-------- RAW DATA --------

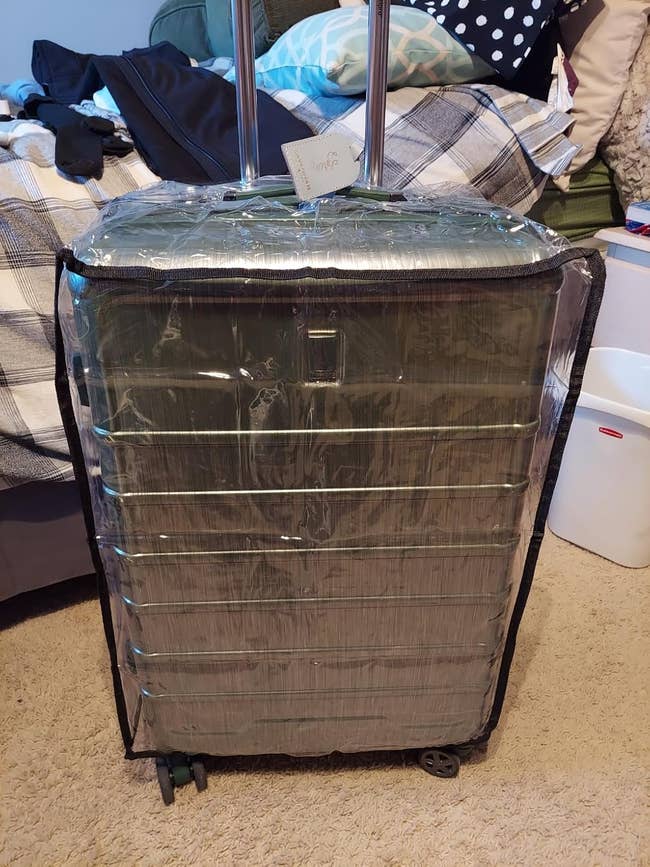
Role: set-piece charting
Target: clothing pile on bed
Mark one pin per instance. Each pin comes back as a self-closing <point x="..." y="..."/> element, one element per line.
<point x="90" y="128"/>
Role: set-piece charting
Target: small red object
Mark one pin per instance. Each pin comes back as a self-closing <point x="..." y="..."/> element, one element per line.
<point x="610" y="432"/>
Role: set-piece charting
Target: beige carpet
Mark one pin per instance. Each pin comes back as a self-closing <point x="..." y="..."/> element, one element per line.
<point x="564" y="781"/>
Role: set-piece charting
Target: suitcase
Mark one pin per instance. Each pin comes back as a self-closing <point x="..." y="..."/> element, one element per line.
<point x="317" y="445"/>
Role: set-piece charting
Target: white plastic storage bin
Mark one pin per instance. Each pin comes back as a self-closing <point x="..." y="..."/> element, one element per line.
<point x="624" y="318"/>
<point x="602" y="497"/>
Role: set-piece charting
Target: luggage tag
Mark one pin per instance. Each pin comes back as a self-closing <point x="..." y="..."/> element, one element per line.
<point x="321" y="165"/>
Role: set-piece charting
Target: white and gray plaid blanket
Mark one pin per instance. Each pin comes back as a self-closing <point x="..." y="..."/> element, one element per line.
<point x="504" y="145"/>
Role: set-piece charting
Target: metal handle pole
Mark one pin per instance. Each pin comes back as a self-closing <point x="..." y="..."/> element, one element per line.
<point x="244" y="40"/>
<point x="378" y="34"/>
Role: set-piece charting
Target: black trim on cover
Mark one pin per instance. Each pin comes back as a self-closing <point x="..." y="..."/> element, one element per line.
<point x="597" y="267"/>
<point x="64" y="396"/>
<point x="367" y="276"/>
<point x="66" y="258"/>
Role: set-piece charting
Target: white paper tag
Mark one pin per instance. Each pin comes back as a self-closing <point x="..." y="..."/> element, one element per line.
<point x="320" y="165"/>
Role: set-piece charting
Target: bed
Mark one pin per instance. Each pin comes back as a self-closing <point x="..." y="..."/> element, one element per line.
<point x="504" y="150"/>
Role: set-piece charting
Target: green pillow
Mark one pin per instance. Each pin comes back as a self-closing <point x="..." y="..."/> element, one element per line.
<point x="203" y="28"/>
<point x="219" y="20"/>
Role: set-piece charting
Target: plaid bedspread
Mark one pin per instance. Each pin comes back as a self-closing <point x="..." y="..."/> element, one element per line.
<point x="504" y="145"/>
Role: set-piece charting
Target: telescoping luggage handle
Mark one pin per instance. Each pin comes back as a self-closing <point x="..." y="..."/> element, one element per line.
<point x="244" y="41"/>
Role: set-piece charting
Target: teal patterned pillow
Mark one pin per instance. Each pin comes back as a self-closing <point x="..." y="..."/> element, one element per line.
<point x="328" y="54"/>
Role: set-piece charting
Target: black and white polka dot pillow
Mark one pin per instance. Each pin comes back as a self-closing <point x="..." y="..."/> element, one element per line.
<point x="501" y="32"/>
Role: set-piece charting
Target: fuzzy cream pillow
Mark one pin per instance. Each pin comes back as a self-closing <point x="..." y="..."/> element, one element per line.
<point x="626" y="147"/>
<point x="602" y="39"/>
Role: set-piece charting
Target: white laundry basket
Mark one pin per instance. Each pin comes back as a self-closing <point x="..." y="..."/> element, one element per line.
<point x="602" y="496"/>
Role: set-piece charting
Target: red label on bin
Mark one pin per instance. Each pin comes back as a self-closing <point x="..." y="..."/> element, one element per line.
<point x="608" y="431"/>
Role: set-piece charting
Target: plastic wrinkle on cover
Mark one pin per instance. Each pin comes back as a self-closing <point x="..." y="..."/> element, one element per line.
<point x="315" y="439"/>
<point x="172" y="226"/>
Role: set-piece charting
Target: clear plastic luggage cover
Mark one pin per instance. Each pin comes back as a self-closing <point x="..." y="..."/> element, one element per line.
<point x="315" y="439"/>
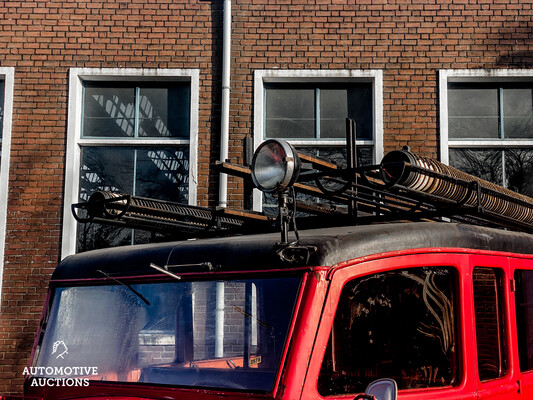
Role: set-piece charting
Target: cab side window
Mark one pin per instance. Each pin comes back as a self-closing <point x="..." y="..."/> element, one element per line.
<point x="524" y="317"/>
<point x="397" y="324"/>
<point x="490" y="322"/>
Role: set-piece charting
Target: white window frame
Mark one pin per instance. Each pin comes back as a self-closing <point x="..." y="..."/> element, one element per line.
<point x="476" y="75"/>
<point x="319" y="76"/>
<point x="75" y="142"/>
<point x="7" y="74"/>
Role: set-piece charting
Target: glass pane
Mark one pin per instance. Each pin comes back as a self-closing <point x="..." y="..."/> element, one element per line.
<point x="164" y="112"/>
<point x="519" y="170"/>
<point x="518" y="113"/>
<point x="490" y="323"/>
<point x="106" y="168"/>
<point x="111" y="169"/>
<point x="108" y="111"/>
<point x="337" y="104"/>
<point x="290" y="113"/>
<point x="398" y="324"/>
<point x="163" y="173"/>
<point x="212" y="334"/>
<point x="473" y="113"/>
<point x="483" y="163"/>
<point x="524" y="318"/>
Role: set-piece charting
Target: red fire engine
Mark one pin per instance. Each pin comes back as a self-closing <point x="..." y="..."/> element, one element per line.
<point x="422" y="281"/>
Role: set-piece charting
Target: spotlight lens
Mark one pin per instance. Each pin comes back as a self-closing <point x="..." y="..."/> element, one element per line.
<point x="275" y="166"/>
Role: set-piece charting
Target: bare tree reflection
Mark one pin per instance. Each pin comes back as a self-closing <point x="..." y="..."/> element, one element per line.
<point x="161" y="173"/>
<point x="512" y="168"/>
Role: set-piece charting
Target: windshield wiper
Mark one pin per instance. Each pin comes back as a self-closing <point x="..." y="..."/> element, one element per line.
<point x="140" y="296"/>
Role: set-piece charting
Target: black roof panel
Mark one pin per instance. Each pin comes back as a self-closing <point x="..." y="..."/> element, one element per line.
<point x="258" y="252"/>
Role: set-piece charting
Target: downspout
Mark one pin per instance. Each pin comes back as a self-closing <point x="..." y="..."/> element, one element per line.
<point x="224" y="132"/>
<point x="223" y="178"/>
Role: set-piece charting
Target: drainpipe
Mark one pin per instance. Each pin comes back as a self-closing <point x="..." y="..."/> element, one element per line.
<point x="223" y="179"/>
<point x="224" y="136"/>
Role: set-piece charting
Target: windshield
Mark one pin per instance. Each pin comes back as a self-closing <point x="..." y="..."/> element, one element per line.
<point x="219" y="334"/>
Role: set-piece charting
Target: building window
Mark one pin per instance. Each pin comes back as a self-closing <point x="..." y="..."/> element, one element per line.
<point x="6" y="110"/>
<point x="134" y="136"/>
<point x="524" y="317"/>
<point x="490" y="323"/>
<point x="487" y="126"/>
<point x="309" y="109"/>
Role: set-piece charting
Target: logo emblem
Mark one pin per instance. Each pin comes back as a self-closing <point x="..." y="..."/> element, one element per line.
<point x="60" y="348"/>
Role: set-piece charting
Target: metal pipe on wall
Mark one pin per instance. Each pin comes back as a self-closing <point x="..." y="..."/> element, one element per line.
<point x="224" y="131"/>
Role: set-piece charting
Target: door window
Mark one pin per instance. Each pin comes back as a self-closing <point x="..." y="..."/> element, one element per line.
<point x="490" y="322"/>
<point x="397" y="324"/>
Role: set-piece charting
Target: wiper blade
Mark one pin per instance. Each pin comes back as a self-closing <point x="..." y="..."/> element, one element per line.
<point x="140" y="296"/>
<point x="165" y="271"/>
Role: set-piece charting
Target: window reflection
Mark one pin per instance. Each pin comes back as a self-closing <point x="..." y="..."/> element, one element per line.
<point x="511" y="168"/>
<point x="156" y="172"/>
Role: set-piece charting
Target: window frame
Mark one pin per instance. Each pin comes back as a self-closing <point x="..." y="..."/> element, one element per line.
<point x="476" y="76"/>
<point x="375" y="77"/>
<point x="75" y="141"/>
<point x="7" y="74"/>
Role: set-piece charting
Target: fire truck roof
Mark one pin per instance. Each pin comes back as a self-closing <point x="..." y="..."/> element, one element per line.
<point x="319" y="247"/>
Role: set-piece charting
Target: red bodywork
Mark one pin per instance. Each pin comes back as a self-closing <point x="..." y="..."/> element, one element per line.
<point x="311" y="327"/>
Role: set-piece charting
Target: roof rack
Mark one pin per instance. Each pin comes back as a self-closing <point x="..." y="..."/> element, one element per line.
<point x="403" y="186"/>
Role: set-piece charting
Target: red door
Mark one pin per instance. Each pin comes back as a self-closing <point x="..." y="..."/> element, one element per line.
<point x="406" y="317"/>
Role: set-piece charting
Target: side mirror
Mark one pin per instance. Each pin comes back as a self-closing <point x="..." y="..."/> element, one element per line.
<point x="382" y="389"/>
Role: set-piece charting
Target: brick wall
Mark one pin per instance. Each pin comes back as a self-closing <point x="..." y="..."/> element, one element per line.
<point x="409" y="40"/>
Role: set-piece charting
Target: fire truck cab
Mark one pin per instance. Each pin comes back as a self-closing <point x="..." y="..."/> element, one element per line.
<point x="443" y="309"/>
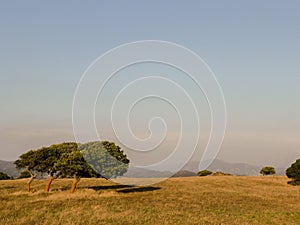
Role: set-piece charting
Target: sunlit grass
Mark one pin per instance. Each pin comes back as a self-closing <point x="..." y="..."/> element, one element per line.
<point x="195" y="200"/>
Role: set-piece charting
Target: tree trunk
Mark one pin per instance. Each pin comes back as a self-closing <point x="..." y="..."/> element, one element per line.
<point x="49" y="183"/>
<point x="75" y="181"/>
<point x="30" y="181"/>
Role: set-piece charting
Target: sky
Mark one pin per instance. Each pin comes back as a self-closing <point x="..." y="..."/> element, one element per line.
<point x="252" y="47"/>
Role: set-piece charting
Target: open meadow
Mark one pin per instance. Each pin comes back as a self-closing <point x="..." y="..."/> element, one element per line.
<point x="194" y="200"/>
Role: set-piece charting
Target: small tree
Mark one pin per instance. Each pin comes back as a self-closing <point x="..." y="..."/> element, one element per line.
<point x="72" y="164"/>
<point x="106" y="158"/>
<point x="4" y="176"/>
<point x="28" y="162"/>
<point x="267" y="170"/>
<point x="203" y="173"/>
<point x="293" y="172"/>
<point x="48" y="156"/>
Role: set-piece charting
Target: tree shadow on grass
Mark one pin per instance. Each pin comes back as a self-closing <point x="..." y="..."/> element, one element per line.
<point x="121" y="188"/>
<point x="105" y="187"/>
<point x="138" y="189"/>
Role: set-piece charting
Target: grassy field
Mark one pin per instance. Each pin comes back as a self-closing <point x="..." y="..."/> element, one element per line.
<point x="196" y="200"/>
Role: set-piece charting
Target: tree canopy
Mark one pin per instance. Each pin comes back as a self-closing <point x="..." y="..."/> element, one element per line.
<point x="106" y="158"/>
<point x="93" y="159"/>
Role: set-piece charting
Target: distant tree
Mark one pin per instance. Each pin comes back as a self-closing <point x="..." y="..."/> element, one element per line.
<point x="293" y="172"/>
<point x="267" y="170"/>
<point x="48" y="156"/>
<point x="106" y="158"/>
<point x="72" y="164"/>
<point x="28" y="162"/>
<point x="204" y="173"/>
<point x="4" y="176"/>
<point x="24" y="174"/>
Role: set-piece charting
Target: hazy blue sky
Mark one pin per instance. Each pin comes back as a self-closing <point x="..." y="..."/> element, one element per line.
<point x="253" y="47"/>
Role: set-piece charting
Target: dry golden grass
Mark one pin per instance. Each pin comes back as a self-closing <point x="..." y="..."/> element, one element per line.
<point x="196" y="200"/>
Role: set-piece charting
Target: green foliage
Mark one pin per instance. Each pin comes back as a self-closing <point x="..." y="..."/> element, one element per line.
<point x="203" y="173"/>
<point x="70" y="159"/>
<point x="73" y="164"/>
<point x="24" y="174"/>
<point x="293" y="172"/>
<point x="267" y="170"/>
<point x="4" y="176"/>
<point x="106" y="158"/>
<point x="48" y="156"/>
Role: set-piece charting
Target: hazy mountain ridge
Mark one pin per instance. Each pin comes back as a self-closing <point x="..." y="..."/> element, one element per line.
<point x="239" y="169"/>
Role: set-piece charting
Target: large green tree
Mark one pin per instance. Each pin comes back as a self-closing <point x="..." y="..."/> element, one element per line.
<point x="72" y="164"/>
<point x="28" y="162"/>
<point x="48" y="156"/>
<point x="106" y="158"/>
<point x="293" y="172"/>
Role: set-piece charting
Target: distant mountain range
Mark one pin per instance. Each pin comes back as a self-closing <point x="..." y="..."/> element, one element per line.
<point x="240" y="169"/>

--------

*AIM OF THE TASK*. Copy each line above containing the string "wall".

*SOLUTION TO THIS EXERCISE*.
Target: metal pipe on wall
Target: brick wall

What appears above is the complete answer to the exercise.